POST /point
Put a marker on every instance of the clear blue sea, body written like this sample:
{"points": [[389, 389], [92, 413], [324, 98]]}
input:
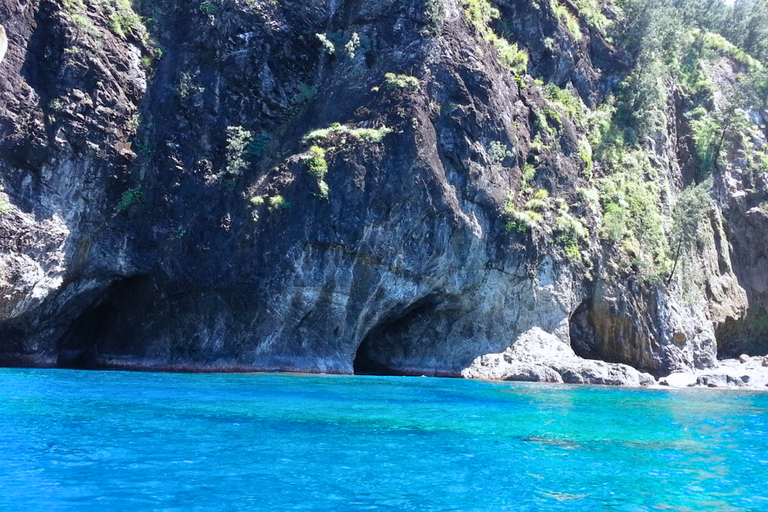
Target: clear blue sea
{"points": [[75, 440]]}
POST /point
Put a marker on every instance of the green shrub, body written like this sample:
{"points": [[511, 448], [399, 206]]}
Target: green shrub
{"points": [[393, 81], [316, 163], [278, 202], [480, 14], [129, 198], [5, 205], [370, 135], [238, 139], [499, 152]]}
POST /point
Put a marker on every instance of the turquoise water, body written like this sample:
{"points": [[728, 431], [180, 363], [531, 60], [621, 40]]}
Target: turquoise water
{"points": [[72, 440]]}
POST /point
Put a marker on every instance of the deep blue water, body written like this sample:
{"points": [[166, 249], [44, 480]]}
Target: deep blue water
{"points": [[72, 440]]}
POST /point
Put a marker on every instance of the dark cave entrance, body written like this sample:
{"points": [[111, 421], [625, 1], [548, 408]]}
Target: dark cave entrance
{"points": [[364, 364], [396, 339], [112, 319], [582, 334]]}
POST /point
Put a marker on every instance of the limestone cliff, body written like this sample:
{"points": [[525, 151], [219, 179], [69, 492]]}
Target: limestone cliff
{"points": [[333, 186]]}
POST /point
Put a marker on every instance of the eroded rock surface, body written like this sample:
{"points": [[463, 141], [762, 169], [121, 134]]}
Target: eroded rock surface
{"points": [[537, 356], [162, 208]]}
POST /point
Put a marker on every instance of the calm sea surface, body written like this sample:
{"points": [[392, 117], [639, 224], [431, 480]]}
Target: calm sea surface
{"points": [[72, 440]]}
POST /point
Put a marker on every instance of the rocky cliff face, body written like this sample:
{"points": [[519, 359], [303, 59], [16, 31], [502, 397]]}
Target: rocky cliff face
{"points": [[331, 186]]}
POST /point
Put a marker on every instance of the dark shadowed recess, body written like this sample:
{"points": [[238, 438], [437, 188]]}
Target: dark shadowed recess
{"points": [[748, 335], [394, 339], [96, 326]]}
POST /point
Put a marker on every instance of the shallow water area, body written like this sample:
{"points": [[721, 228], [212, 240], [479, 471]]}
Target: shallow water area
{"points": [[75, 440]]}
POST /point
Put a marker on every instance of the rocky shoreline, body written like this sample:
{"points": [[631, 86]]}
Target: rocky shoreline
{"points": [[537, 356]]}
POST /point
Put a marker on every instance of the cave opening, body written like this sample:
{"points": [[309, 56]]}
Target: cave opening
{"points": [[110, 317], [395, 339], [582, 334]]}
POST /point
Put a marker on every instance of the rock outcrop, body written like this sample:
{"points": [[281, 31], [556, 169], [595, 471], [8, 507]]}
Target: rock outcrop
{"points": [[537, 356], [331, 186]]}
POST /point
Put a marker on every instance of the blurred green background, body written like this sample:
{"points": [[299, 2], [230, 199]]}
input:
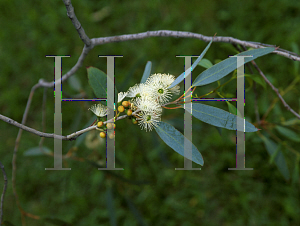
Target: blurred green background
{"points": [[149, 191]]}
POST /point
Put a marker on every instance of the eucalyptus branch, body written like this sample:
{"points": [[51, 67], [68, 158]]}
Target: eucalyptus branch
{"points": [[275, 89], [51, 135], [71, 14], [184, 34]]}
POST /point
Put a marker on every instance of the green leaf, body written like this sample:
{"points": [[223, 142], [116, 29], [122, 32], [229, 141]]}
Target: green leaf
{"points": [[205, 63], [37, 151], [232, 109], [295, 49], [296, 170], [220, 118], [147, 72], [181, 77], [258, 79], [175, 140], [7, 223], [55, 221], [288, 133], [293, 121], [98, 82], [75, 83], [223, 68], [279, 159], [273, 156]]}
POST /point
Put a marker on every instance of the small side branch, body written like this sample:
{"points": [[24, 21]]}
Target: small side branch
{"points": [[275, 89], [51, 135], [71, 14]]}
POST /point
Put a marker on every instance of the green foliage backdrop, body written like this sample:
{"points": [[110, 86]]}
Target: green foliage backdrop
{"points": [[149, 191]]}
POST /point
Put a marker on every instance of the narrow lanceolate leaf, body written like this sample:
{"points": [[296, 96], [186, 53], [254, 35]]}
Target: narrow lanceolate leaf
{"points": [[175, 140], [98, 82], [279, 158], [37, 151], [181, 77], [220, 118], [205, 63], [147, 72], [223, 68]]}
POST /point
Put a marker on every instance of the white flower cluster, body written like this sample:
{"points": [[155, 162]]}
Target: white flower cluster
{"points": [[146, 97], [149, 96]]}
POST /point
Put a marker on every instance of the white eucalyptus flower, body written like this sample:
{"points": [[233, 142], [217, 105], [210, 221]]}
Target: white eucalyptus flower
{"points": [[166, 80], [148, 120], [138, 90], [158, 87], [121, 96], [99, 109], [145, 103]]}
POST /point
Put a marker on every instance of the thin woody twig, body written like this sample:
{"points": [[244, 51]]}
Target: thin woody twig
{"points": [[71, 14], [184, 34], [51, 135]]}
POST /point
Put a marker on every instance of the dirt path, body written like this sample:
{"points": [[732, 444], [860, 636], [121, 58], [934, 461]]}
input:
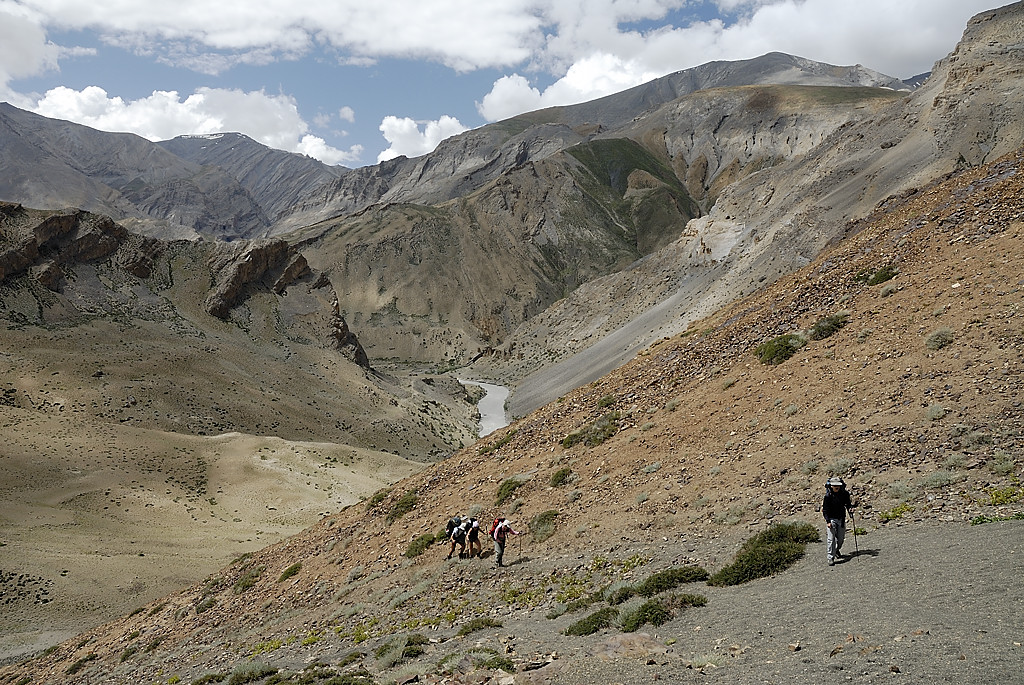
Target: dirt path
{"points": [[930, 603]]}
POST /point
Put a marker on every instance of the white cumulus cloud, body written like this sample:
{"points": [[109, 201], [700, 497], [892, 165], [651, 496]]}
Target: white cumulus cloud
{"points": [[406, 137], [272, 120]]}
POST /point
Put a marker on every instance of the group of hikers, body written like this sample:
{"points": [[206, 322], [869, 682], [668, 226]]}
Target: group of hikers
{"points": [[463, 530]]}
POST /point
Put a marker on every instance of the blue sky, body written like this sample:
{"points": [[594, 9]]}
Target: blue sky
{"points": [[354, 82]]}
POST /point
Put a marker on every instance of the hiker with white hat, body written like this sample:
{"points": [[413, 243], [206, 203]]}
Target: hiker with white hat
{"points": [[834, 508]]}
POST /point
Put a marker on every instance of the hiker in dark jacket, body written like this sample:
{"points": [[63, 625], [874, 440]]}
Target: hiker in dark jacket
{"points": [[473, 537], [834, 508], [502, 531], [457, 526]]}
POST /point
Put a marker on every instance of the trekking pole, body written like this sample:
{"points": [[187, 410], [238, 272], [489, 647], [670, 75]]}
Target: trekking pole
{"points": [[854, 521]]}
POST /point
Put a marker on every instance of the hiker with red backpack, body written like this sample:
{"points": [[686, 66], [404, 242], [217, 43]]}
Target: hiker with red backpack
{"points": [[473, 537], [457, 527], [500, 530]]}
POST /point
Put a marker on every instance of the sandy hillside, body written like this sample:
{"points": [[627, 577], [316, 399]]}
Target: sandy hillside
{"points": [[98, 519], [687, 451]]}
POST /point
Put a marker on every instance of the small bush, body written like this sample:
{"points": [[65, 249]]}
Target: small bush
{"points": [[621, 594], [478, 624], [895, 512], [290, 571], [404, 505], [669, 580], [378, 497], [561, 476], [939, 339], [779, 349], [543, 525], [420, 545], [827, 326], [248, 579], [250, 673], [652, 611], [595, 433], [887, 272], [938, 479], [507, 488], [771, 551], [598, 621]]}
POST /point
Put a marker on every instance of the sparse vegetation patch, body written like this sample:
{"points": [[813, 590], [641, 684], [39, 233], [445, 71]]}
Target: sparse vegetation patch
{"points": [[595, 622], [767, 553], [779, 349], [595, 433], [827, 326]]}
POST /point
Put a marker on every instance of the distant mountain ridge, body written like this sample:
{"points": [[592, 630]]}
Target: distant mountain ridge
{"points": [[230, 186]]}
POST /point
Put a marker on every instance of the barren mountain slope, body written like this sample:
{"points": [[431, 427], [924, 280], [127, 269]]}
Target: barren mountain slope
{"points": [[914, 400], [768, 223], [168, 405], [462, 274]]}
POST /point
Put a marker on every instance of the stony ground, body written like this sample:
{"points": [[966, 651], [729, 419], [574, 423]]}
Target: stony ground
········
Throughout the data above, copy all lines where the word "stony" is found.

Put a marker on every instance of the stony ground, body written like this sample:
Target: stony ground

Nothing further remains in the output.